■ Aim of the task ■
Wherever the string "wall" appears in the records, return the line that holds it.

■ Provided entries ■
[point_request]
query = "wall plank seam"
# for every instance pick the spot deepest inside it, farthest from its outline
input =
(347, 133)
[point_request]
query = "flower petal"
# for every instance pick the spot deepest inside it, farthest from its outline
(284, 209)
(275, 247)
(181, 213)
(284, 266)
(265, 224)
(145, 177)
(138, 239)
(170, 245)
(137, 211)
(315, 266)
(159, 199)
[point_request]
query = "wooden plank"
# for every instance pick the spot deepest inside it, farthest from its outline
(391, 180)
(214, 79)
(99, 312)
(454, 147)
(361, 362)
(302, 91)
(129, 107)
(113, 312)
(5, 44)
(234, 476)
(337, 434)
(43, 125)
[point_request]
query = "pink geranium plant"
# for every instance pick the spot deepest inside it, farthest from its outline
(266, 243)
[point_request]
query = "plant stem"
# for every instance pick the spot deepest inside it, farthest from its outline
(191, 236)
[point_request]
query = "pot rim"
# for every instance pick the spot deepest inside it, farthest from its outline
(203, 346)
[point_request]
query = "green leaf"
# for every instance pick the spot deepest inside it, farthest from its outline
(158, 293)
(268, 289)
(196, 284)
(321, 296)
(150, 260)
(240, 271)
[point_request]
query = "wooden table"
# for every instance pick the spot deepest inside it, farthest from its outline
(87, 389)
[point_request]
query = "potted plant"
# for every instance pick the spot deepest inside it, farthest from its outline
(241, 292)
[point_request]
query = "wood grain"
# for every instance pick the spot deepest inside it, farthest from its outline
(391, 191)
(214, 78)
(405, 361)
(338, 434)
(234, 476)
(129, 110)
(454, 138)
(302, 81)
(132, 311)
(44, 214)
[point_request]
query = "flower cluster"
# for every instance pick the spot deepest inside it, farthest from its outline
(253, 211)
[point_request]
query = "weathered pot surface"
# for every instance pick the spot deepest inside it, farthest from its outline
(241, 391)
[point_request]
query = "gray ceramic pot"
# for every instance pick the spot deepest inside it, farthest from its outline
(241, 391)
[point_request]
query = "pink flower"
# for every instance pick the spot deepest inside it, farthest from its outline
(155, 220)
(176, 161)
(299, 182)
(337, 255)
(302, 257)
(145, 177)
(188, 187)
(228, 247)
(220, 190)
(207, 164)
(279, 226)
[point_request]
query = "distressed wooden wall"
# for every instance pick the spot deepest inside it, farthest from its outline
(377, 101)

■ Your response ■
query = "wall plank seam"
query = "distressed wooden wall"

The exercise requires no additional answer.